**PROBLEM STATEMENT:** Can you copy out, word for word, the stretch from the line containing "find | white circular sign" through the end of the items below?

###

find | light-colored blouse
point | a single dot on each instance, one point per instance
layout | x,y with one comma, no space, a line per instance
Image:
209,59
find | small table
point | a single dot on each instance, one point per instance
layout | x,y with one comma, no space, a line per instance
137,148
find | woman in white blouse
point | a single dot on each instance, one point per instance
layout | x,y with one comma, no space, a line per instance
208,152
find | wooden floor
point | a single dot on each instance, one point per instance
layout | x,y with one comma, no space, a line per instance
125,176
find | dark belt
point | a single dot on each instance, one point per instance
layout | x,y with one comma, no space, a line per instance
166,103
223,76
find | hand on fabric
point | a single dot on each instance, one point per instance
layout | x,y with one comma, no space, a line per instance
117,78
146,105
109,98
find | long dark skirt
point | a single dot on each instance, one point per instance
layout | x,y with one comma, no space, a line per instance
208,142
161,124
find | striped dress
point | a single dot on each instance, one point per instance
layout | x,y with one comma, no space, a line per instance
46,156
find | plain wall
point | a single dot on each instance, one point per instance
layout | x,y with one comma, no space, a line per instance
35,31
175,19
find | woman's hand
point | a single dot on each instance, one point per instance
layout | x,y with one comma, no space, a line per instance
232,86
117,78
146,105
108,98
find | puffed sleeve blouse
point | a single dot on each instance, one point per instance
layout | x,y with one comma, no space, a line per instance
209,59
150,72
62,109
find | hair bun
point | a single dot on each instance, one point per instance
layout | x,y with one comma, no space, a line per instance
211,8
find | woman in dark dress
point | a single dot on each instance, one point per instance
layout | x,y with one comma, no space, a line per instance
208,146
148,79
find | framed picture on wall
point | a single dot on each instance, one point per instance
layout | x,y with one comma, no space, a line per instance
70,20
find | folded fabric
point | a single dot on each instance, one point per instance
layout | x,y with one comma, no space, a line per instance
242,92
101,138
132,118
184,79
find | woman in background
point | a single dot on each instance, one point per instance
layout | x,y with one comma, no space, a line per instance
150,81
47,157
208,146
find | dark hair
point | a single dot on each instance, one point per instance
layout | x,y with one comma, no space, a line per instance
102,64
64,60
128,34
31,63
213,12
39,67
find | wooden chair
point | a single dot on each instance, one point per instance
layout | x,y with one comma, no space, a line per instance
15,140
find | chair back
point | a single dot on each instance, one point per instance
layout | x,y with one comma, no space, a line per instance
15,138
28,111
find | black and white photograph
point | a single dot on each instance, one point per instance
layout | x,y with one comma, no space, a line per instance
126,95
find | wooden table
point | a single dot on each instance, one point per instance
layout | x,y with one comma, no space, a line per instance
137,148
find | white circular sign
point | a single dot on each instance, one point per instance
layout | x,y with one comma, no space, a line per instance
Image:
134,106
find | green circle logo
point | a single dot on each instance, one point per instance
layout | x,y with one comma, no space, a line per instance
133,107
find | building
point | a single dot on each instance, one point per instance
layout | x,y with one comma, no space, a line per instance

###

**SOLUTION FOR THIS EXERCISE:**
find | white circular sign
point | a single dot on each instance, one point per instance
layout | x,y with one comma, no space, a line per instance
Image:
134,106
find | green circle logo
point | a single dot on each instance, one point per instance
layout | x,y with one comma, no space, a line per instance
133,107
find | building
point | a single dot on each instance, one point per instance
layout | x,y with one comma, no space, a line per instance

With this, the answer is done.